Directions >>
1. Below is a mailing-list thread about describing excerpts, followed by some material. List every distinct term in the thread that begins with the prefix "nfo:".
2. Carry on the mailing-list thread about describing excerpts, which is followed by some material, starting after its last sentence.

═══ Supplied text

[Nepomuk] Second try: classes and properties for describing excerpts (parts of text, parts of images)

Sam Thursfield sam.thursfield at codethink.co.uk
Fri Sep 23 16:06:49 UTC 2011


On Fri, 2011-09-23 at 16:19 +0200, Sebastian Trüg wrote:
> On 09/23/2011 04:08 PM, Sam Thursfield wrote:
> >> this is the second time I send this email. Previously it had the subject
> >> "Bookmarking - rebooted" and I fear that it scared away some people that
> >> should actually be interested in this topic. The thing is just that from
> >> my point of view the concepts are the same. So here goes again:
> >>
> >> Bookmarking is a rather simple concept. Typically used for URLs in web
> >> browsers or file managers. In the Nepomuk ontologies (NFO) we have a
> >> more or less direct mapping of the old bookmarking concept to classes:
> >>
> >> nfo:BookmarkFolder contains several nfo:Bookmarks which nfo:bookmarks
> >> some nie:DataObjects.
> >>
> >> This is fine for the most basic kind of bookmarking: web urls and
> >> files/folders. However, quickly the need for finer grained bookmarking
> >> arose - a position in a text, a stream, and so on. Thus, properties like
> >> nfo:pageNumber were created which give some information on the position
> >> in the data object.
> >>
> >> >From my point of view this is not a great solution. For starters I do
> >> not even like the concept of bookmarks. For me a bookmark is nothing
> >> more than a piece of information that has been marked as interesting.
> >> And with semantic search and friends I see no need for the organization
> >> into bookmark folders anymore anyway.
> >>
> >> That aside I also think that we should not try to describe where in some
> >> document our bookmark points to but we should rather properly define the
> >> excerpt that we want to remember - a piece of text, part of an image,
> >> and so on. Thus, we need to describe part of a nie:InformationElement.
> >> Part of a nfo:PlainTextDocument for example is a piece of text which
> >> starts at a certain character offset and has a certain length. To state
> >> that a person is depicted in an image we should describe the part of the
> >> image and then simply link that to the person.
> >>
> >> To me all this seems to happen on the nie:InformationElement level
> >> rather than on the nie:DataObject level. We are interested in the
> >> information, not the container. Thus, such a part of the document would
> >> be nie:isLogicalPartOf the main information element.
> > 
> > I fully agree with what you're saying. We need to strongly define
> > 'excerpt' and 'bookmark' in this environment: an excerpt is a part of a
> > logical resource, and a bookmark is essentially an annotation of this
> > excerpt. The special case of bookmarks in a web browser sense is a bit of
> > a trap because one annotates the whole resource (web page) instead of an
> > excerpt.

══════
═══ Extracted material

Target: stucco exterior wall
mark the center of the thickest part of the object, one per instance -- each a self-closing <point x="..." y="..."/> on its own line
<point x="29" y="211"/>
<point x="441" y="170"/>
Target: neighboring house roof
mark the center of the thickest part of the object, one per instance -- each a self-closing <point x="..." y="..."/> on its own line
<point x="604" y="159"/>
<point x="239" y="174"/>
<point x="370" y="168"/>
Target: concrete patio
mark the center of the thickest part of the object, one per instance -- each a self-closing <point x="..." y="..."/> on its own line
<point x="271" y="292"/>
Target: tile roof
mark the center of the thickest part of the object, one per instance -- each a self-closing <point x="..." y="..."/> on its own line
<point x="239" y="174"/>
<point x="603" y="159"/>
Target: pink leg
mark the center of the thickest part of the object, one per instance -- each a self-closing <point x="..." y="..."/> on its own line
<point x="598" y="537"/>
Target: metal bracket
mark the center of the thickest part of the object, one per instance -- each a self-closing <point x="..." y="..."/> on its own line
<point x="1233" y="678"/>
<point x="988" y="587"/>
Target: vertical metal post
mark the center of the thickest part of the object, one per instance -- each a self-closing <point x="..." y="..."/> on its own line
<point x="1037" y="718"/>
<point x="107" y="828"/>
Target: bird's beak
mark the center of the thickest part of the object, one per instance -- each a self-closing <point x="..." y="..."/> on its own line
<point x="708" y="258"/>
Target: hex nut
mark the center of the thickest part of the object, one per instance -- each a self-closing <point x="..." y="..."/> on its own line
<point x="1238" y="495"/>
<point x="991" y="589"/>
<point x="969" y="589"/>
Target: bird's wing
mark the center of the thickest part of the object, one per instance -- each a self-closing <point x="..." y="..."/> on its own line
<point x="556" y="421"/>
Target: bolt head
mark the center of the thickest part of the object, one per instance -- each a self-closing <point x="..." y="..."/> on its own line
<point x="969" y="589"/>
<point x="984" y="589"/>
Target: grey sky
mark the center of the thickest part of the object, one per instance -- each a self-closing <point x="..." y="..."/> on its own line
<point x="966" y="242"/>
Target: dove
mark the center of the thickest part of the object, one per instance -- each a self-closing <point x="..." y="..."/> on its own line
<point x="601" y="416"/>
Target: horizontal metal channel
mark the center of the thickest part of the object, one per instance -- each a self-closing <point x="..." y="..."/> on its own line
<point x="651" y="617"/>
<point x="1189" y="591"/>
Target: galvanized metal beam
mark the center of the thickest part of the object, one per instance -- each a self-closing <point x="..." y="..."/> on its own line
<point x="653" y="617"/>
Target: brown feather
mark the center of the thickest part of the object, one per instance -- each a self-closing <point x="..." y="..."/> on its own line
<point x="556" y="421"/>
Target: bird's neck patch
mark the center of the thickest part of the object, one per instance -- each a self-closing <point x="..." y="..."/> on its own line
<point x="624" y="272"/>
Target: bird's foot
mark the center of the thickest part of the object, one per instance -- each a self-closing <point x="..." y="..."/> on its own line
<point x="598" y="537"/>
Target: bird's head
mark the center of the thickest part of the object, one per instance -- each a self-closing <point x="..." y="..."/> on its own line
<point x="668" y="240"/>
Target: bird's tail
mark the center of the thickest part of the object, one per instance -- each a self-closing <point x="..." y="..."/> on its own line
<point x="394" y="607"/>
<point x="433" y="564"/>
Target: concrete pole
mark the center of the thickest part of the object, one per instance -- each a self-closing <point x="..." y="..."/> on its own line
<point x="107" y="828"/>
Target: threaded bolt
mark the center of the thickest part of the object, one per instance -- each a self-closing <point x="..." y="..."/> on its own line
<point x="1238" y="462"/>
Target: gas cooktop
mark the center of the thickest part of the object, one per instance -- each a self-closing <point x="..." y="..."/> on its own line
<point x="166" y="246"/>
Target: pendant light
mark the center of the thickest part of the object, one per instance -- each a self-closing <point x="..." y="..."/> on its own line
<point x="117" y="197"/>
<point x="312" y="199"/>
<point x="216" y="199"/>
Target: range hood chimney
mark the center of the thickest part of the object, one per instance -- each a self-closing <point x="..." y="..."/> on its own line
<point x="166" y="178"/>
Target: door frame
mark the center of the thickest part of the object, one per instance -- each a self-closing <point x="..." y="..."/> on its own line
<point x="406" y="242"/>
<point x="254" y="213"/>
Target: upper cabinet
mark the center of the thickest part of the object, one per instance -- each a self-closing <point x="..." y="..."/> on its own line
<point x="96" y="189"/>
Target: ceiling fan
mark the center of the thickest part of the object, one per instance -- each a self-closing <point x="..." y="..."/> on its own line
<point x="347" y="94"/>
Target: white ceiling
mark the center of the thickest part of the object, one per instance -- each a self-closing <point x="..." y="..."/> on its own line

══════

Responses to the tasks >>
1. nfo:BookmarkFolder, nfo:Bookmarks, nfo:bookmarks, nfo:pageNumber, nfo:PlainTextDocument

2.
> > 
> >> What I am not sure about, however, is whether part of, say, a
> >> nfo:RasterImage is a nfo:RasterImage again or if we need a dedicated new
> >> type or if we would double-type.
> > 
> > If we ignore any annotations to the excerpt (which count as bookmarks)
> > there's no useful difference between nfo:RasterImage the whole image and
> > nfo:RasterImage which is part of a larger one.
> > 
> > I've been looking at this from an audio POV (I got here from
> > https://sourceforge.net/apps/trac/oscaf/ticket/123 ) and the case of
> > one audio file containing a whole album. A generic extract of a larger piece
> > of audio is still nfo:Audio in my opinion. In the case that the extract is
> > an entire track we can represent that by giving it type nmm:MusicPiece as well.
> 
> I agree.
> 
> >> In any case I would like to kick off the discussion of this topic which
> >> is important in many situations by simply throwing some draft at you.
> >> Have a look, comment on it, tell me that it is utter bs or that you like
> >> the approach. Let's discuss.
> >>
> >> The draft:
> >> ==========================================
> >>
> >> nie:Excerpt a rdfs:Class ;
> >>   rdfs:subClassOf nie:InformationElement .
> >>
> >> nie:containsExcerpt a rdf:Property ;
> >>   rdfs:subPropertyOf nao:hasSubResource, nie:hasLogicalPart ;
> >>   nrl:inverseProperty nie:isExcerptOf .
> >>
> >> nie:IsExcerptOf a rdf:Property ;
> >>   rdfs:subPropertyOf nao:hasSuperResource, nie:isLogicalPartOf ;
> >>   nrl:inverseProperty nie:containsExcerpt .
> >>
> >>
> >> nfo:TextExcerpt a rdfs:Class ;
> >>   rdfs:subClassOf nie:Excerpt .
> >>
> >>
> >> // can this be a nfo:Visual?
> >> nfo:ImageRegion a rdfs:Class ;
> >>   rdfs:subClassOf nie:Excerpt .
> >>
> >> nfo:RectangularImageRegion a rdfs:Class ;
> >>   rdfs:subClassOf nfo:ImageRegion .
> >>
> >> nfo:offsetX a rdf:Property ;
> >>   rdfs:domain nfo:RectangularImageRegion ;
> >>   rdfs:range xsd:integer .
> >>
> >> nfo:offsetY a rdf:Property ;
> >>   rdfs:domain nfo:RectangularImageRegion ;
> >>   rdfs:range xsd:integer .
> >> ==========================================
> > 
> > I'm not convinced that the separate heirarchy for excerpts
> > is necessary. nfo:Image is an ugly case because it's defined
> > as "a file containing an image". I see something more like
> 
> I think we could simply change that.

Yes, we could have both nie:Image and nfo:Image which is a little
nasty but would avoid breaking compatibility ..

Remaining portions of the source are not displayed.